This application generally relates to a gesture recognition system and more particularly to a gesture recognition system having a machine-learning accelerator.
The category of gesture recognition devices include input interfaces that visually detect a gesture articulated by a user's hand. In general, most gesture recognition systems today lack reliability, flexibility, and speed.
A gesture recognition system having machine-learning accelerator comprises a Frequency modulated continuous waveform radar system having a transmitter transmitting a predetermined frequency spectrum signal to an object, a first receiver receiving a first channel of the signal reflected by the object, a first signal preprocessing engine serially coupled between the first receiver and a first feature map generator, a second receiver for receiving a second channel of the signal reflected by the object, a second signal preprocessing engine serially coupled between the second receiver and a second feature map generator, a clear channel assessment block coupled to receive output from the first and second feature map generators, and a machine-learning accelerator configured to receive output from the first and second feature map generators and form frames fed to a deep neural network realized with a hardware processor array for gesture recognition. The machine-learning accelerator comprises a machine learning hardware accelerator scheduler configured to act as an interface between the hardware processor array and a microcontroller unit, and a memory storing a set of compressed weights fed to the deep neural network.
A method of gesture recognition comprises transmitting a predetermined frequency spectrum signal to an object, receiving a first channel of the signal reflected by the object, sending the first channel of the signal to a first feature map generator via a first signal preprocessing engine, receiving a second channel of the signal reflected by the object, sending the second channel of the signal to a second feature map generator via a second signal preprocessing engine, skipping portions of the spectrum occupied by other devices, a machine-learning accelerator receiving output from the first and second feature map generators and forming frames fed to a deep neural network realized with a hardware processor array for gesture recognition, and utilizing recognized gestures to control and application program.
These and other objectives of the present invention will no doubt become obvious to those of ordinary skill in the art after reading the following detailed description of the preferred embodiment that is illustrated in the various figures and drawings.
As shown in
The entire algorithm for recognition is based on Machine Learning and Deep Neural Network (ML and DNN). The ML/DNN may receive outputs from Feature Map Generators FMG1-FMG2 and form frames for gesture recognition. Because of the computational workload and real time, low latency requirement, the recognition algorithm is realized with a special hardware array processor. A dedicated scheduler (e.g. a machine learning hardware accelerator scheduler 154) may act as an interface between this array processor and the MCU (microcontroller unit). Furthermore, a special compression algorithm may be applied to reduce memory requirements for weights. The compression algorithm compresses the weights into low rank matrices and converts them to a fixed-point form. The fixed-point, low rank matrices can be directly treated as a weight during inference. Therefore, weight decompression on the device side is not required.
The above described system 100 is only an example and not to be considered as limiting. Any FHSS FMCW radar system for hand/finger gesture recognition application using a hardware DNN accelerator using store weights and a customizable gesture-training platform is suitable for gesture recognition as described herein.

• **DATA BLOCK**
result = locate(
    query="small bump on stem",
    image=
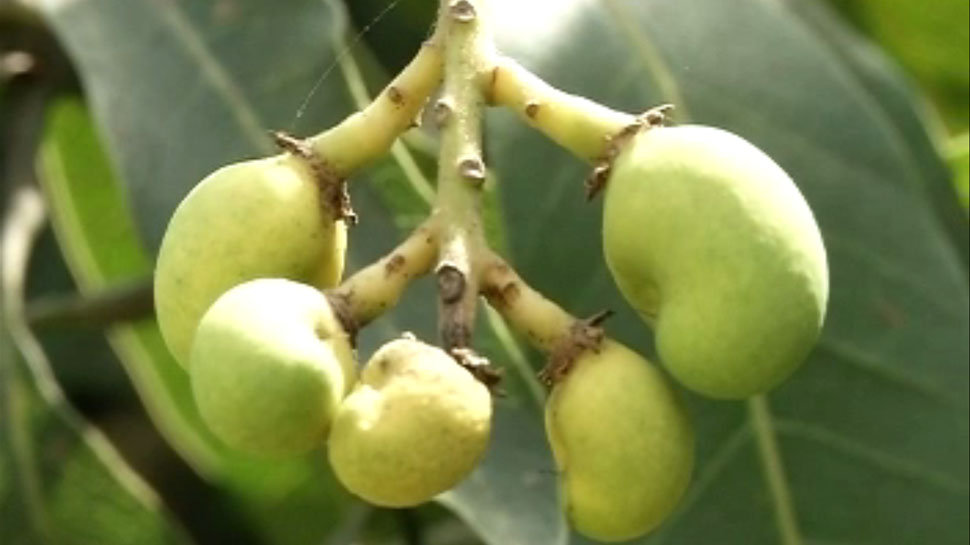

• **STATED EXERCISE A**
Repeat, word for word, the part of the gesture recognition text above that opens with the words containing "A method of" and closes with "and application program.".
• **STATED EXERCISE B**
Based on the gesture recognition text above, explain in one to three sentences why the device does not need to decompress the weights.

• **FULL ANSWER A**
A method of gesture recognition comprises transmitting a predetermined frequency spectrum signal to an object, receiving a first channel of the signal reflected by the object, sending the first channel of the signal to a first feature map generator via a first signal preprocessing engine, receiving a second channel of the signal reflected by the object, sending the second channel of the signal to a second feature map generator via a second signal preprocessing engine, skipping portions of the spectrum occupied by other devices, a machine-learning accelerator receiving output from the first and second feature map generators and forming frames fed to a deep neural network realized with a hardware processor array for gesture recognition, and utilizing recognized gestures to control and application program.

• **FULL ANSWER B**
The compression algorithm compresses the weights into low rank matrices and converts them to a fixed-point form. These fixed-point, low rank matrices can be treated directly as weights during inference, so no decompression step is needed on the device side.